*Problem requirements*:
Images do not belong in the copy. Set down all the entries exactly.

_ _ _ _

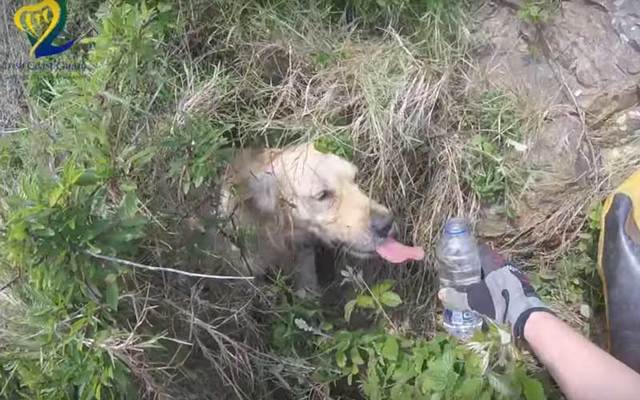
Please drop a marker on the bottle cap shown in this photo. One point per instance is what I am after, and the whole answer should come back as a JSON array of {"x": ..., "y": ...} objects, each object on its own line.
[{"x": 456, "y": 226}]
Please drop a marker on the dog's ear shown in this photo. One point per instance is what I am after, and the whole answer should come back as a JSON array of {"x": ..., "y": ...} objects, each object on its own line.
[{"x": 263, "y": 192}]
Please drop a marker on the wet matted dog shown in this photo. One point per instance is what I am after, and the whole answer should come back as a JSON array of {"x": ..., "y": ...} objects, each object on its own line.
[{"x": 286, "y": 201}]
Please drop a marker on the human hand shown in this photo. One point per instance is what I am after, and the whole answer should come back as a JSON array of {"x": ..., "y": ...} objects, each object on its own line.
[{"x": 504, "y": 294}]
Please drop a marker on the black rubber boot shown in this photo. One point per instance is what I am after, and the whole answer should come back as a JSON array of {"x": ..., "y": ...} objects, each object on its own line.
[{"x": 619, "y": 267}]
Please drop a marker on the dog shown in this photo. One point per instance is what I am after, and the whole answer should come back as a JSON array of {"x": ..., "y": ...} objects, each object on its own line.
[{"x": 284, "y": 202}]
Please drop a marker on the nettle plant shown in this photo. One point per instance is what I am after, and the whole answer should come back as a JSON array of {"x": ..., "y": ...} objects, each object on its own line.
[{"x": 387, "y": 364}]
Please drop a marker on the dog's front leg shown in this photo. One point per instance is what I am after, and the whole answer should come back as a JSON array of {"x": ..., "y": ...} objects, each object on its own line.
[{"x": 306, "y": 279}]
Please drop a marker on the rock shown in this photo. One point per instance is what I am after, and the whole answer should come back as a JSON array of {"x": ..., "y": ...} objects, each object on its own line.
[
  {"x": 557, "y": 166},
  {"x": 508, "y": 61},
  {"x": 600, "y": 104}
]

_ _ _ _

*Written answer*:
Please drop a marker on the bottle cap shown in this photo. One point per instance is what I am after, and the whole answer should come back as a JSON array of {"x": ..., "y": ...} objects, each object on its own line.
[{"x": 456, "y": 226}]
Please drop a marker on the dog's ear shown in this photo. One point per instance is what I am after, and the whole answer should come back as a JSON array of {"x": ..., "y": ...} objects, each object on its own line.
[{"x": 263, "y": 192}]
Please drop a marker on the wet matted dog shown in this photo. One point per instance is what I am after, and the whole answer should come back as a JSON array of {"x": ..., "y": ...} objects, each object on its own line.
[{"x": 286, "y": 201}]
Please drop a marker on the human hand shown in this photo. One point per instance is what I am after, and the whole answer should come back as a JSON array of {"x": ..., "y": ...} objects, each object on its own line.
[{"x": 504, "y": 294}]
Please drop a marker on the black rubber boot shown in this photo. One point per instance is what I am after, and the whole answer should come back as a JSON array of {"x": ..., "y": ...} objects, each object on its own line.
[{"x": 619, "y": 267}]
Please drop a marker on the dog shown in this photo. One point per instance is what I am after, and the whole answer should come back as a JSON array of {"x": ..., "y": ...} objects, each object on its own line.
[{"x": 284, "y": 202}]
Please drop a marker on the nettle plant shown in this photo. One point per instance is what I am after, and the whole answer should come back as a JSON array of {"x": ..., "y": ...} objects, each object on its own line.
[{"x": 387, "y": 364}]
Please drop a marker on the dog's front leg shown in this photo. One point per instance is what I am after, and the whole answer should come back as a JSON array of {"x": ..., "y": ...} objects, each object on its own line.
[{"x": 306, "y": 279}]
Please drop a marker on the rock shown in this photo. One point per instance is what I am after, and the whole answer should come back as a JSON array of {"x": ..., "y": ...} objects, each object on its own line.
[
  {"x": 557, "y": 166},
  {"x": 508, "y": 61},
  {"x": 600, "y": 104}
]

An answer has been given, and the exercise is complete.